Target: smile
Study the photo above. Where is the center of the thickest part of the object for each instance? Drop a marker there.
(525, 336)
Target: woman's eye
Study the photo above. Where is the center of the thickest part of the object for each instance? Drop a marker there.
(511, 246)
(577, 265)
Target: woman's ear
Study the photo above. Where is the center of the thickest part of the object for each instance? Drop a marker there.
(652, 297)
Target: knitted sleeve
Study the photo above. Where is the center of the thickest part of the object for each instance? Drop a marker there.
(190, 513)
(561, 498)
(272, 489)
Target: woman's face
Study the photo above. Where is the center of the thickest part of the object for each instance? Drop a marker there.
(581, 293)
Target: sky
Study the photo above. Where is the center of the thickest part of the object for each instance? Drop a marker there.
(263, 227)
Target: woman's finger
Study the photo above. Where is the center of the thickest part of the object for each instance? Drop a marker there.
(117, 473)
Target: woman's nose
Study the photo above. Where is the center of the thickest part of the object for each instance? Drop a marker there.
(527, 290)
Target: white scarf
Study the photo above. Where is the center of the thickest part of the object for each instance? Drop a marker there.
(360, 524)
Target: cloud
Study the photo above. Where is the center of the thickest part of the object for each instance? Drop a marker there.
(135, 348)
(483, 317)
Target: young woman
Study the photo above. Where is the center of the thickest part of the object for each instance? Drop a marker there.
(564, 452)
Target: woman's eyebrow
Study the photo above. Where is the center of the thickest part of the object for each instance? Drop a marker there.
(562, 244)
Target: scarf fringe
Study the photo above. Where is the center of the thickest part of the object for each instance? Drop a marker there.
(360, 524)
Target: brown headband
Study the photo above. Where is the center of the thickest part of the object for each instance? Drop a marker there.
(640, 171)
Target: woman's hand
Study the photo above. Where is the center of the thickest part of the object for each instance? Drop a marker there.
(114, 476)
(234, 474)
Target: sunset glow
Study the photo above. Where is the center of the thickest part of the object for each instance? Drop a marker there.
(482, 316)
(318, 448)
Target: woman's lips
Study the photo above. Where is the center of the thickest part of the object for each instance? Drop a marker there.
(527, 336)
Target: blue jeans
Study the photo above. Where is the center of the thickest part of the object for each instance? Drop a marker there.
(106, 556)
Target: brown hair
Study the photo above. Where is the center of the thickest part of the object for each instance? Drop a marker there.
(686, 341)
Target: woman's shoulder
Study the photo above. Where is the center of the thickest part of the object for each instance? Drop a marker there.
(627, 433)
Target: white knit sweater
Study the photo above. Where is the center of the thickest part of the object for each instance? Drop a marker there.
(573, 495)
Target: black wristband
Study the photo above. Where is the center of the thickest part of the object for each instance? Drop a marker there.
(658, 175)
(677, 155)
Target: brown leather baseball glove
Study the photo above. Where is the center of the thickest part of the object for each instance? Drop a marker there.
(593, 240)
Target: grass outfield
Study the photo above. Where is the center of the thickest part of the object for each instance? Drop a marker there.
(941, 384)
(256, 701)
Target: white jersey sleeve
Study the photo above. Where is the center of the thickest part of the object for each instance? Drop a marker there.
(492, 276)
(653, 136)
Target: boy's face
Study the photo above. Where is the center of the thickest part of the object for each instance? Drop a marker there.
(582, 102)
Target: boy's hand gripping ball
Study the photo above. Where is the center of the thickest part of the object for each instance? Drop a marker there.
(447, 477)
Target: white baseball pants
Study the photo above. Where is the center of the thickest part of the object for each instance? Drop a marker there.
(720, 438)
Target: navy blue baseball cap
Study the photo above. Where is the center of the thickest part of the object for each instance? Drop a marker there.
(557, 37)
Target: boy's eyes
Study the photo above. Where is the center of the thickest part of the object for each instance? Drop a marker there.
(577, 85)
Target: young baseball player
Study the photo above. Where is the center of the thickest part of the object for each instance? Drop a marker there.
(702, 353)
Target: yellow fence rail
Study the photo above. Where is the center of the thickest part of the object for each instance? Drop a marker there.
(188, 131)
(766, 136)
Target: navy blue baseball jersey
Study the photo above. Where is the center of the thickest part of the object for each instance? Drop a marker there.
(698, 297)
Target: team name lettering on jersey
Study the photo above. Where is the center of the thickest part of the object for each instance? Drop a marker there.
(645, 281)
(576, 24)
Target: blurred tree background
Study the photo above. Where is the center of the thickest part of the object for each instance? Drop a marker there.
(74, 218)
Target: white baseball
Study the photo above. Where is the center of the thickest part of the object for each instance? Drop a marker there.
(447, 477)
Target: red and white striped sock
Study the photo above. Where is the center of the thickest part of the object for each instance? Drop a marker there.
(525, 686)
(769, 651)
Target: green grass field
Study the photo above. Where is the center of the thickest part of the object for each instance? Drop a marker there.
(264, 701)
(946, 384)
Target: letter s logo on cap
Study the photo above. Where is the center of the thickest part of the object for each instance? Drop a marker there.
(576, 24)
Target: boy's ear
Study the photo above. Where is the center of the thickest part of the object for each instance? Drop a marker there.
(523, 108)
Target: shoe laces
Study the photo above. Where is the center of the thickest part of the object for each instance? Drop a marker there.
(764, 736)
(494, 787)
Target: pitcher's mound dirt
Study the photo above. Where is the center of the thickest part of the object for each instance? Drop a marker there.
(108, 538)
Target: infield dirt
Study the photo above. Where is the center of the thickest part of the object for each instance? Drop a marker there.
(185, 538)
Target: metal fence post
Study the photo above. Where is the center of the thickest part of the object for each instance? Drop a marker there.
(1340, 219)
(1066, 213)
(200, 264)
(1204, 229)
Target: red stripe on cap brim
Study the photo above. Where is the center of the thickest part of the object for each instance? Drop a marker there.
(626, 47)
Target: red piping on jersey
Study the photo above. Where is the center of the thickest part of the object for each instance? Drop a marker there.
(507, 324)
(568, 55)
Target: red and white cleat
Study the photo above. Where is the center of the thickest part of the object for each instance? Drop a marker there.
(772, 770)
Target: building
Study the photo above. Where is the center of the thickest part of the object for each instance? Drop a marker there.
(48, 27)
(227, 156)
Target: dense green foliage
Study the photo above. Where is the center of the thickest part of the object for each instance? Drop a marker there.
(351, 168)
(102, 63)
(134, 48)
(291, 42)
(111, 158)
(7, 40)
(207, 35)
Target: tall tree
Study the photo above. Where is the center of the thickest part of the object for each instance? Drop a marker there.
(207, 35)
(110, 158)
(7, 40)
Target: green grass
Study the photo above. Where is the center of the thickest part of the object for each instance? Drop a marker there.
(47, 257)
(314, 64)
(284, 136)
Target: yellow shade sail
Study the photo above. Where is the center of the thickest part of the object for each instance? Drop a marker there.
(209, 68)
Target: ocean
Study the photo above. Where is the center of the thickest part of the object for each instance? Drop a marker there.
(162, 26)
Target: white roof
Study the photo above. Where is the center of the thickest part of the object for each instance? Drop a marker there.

▶ [Opdracht]: Geef de items hierboven weer als CSV met twee kolommen, tekst en antwoord, met één rij per item en beide velden tussen aanhalingstekens, waarbij regeleinden spaties worden. Begin bij de regel met "Target: metal fence post" en stop na de regel met "(1204, 229)".

▶ [Uitkomst van oefening]:
tekst,antwoord
"Target: metal fence post Study the photo above. Where is the center of the thickest part of the object for each instance? Drop a marker there.","(1340, 219) (1066, 213) (200, 264) (1204, 229)"